◆ WORK TO BE COMPLETED ◆
Reproduce the whole listing below line for line, without changing or omitting any character.

◆ RECORDS FOR THE TASK ◆
* * * * * * *

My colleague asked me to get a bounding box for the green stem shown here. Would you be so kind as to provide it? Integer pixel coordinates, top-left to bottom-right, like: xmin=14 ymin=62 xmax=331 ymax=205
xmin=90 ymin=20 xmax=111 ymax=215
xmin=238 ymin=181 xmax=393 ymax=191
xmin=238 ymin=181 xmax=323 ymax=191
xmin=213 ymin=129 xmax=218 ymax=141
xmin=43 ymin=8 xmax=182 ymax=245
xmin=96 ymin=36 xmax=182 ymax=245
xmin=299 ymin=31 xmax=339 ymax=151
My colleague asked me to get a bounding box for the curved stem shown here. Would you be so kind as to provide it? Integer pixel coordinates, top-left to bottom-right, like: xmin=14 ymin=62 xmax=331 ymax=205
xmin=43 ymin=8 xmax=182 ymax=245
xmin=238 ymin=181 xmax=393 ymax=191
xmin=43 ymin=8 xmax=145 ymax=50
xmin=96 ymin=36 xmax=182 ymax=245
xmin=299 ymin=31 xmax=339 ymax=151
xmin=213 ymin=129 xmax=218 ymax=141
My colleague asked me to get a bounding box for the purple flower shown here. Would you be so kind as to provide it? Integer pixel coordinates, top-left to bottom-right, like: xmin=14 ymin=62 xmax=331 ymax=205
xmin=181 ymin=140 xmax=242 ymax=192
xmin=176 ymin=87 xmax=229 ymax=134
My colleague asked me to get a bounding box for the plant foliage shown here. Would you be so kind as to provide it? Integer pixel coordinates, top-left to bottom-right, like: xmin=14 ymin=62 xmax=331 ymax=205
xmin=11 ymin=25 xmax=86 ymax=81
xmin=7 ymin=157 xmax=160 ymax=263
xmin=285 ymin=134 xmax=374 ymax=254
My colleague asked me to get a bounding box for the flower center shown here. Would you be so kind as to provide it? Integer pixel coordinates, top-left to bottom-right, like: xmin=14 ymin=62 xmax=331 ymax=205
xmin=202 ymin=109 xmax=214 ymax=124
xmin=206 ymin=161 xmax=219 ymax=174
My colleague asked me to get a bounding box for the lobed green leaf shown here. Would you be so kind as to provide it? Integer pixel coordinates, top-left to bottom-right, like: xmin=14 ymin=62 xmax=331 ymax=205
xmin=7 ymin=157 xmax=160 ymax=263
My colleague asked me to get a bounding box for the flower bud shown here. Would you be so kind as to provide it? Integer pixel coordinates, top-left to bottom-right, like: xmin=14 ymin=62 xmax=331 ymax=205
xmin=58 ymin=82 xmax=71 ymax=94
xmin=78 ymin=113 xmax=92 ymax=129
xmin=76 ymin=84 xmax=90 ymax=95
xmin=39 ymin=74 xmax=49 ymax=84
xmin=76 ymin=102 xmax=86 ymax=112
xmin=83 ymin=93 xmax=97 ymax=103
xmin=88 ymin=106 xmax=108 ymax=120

* * * * * * *

◆ REPLY TO THE EXERCISE ◆
My colleague asked me to get a bounding box for the green stem shown here. Would you be so kind as to provide it? Integer pixel coordinates, top-left to bottom-right, like: xmin=14 ymin=62 xmax=331 ymax=205
xmin=90 ymin=20 xmax=111 ymax=215
xmin=238 ymin=181 xmax=393 ymax=191
xmin=238 ymin=181 xmax=323 ymax=191
xmin=213 ymin=129 xmax=218 ymax=141
xmin=43 ymin=8 xmax=182 ymax=245
xmin=96 ymin=36 xmax=182 ymax=245
xmin=299 ymin=31 xmax=339 ymax=151
My colleague asked me to get a bounding box for the curved stem shown here. Would you be so kind as to provide it? Integer pixel coordinates, top-left to bottom-right, like: xmin=14 ymin=62 xmax=331 ymax=205
xmin=43 ymin=8 xmax=182 ymax=245
xmin=238 ymin=181 xmax=393 ymax=191
xmin=43 ymin=8 xmax=145 ymax=50
xmin=96 ymin=36 xmax=182 ymax=245
xmin=299 ymin=31 xmax=339 ymax=151
xmin=213 ymin=129 xmax=218 ymax=141
My colleague asked me to get a bounding box for the purple flower shown here. Would you be so kind as to provide it? Integer pixel coordinates, top-left to bottom-right, like: xmin=14 ymin=62 xmax=331 ymax=205
xmin=181 ymin=140 xmax=242 ymax=192
xmin=176 ymin=87 xmax=229 ymax=134
My colleague asked me to get a bounding box for the plant foliage shown here. Would you be so kind as to provide it? Integer pixel coordinates, top-left to bottom-right, like: xmin=14 ymin=62 xmax=331 ymax=205
xmin=11 ymin=25 xmax=86 ymax=81
xmin=7 ymin=157 xmax=160 ymax=263
xmin=285 ymin=134 xmax=374 ymax=254
My colleague asked me to get a bounding box for the flower center shown here. Would you be so kind as to provide it? Integer pixel coordinates, top-left to bottom-right, like: xmin=14 ymin=62 xmax=331 ymax=205
xmin=202 ymin=109 xmax=214 ymax=124
xmin=206 ymin=161 xmax=219 ymax=174
My colleague asked me to get a bounding box for the lobed green leaf shown here. Would you be so kind as to provide it? Integer pixel coordinates, top-left to bottom-right, like: xmin=14 ymin=62 xmax=331 ymax=205
xmin=7 ymin=157 xmax=160 ymax=263
My colleague asked me to get a bounding box for the flower bud shown here. Would you be so kind as to provide it? Integer pixel coordinates, top-left to bottom-right, like: xmin=14 ymin=62 xmax=331 ymax=205
xmin=58 ymin=82 xmax=71 ymax=94
xmin=78 ymin=113 xmax=92 ymax=129
xmin=76 ymin=84 xmax=90 ymax=95
xmin=39 ymin=74 xmax=49 ymax=84
xmin=76 ymin=102 xmax=86 ymax=112
xmin=83 ymin=93 xmax=97 ymax=103
xmin=88 ymin=106 xmax=108 ymax=120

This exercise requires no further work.